===== Data extract

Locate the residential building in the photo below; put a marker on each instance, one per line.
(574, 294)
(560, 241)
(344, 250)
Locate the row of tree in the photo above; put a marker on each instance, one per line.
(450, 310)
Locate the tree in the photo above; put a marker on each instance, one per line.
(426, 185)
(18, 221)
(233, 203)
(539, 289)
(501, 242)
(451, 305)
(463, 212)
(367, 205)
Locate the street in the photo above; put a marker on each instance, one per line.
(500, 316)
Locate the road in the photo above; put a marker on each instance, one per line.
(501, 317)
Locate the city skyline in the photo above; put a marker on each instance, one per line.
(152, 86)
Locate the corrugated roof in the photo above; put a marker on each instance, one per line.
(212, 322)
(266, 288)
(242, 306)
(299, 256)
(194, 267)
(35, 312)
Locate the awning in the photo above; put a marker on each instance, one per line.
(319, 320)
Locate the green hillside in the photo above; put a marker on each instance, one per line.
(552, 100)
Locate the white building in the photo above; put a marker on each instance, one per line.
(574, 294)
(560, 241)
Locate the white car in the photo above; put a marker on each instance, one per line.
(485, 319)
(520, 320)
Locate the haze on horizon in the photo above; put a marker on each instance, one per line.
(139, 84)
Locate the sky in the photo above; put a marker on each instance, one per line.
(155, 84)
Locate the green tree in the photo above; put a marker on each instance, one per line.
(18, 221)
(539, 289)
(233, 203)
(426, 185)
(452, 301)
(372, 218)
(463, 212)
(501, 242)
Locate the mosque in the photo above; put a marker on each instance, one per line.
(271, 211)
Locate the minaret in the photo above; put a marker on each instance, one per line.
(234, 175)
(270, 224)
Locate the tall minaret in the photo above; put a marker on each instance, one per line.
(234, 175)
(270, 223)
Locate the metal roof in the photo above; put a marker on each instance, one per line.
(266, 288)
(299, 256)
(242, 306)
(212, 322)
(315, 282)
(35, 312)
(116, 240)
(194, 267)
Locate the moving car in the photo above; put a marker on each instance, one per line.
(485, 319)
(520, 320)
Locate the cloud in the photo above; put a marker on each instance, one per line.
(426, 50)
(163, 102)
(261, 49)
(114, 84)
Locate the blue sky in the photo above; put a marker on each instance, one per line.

==========

[Work item]: Every line from the one that contains "Locate the sky" down to and including the last line of the records above must be set down exactly, with nothing else.

[Expected answer]:
Locate the sky in the photo above; put a marker on each instance, one per line.
(155, 84)
Locate the green tree in the photo above; put a marker on each instance, one per line.
(18, 221)
(539, 289)
(233, 203)
(426, 185)
(452, 301)
(372, 218)
(463, 212)
(501, 242)
Locate the mosque in the photo above; put a marker on each instance, one per line.
(271, 211)
Locate the minaret in the photo above; put a marker on each instance, one per line.
(234, 175)
(270, 224)
Locate the tall minaret in the photo above; put a marker on each instance, one per line.
(234, 175)
(270, 223)
Locate the metal roof in the photo above; put a marker on each instance, one per line.
(266, 288)
(299, 256)
(242, 306)
(212, 322)
(315, 282)
(35, 312)
(116, 240)
(194, 267)
Locate the moving car in the photo above; put a marker on each instance, one per line.
(485, 319)
(520, 320)
Locate the cloud in the photo above; put a marker on each instance, one per line.
(426, 50)
(163, 102)
(261, 49)
(114, 84)
Locate the blue sky in the photo above; put a marker on each instance, one per line.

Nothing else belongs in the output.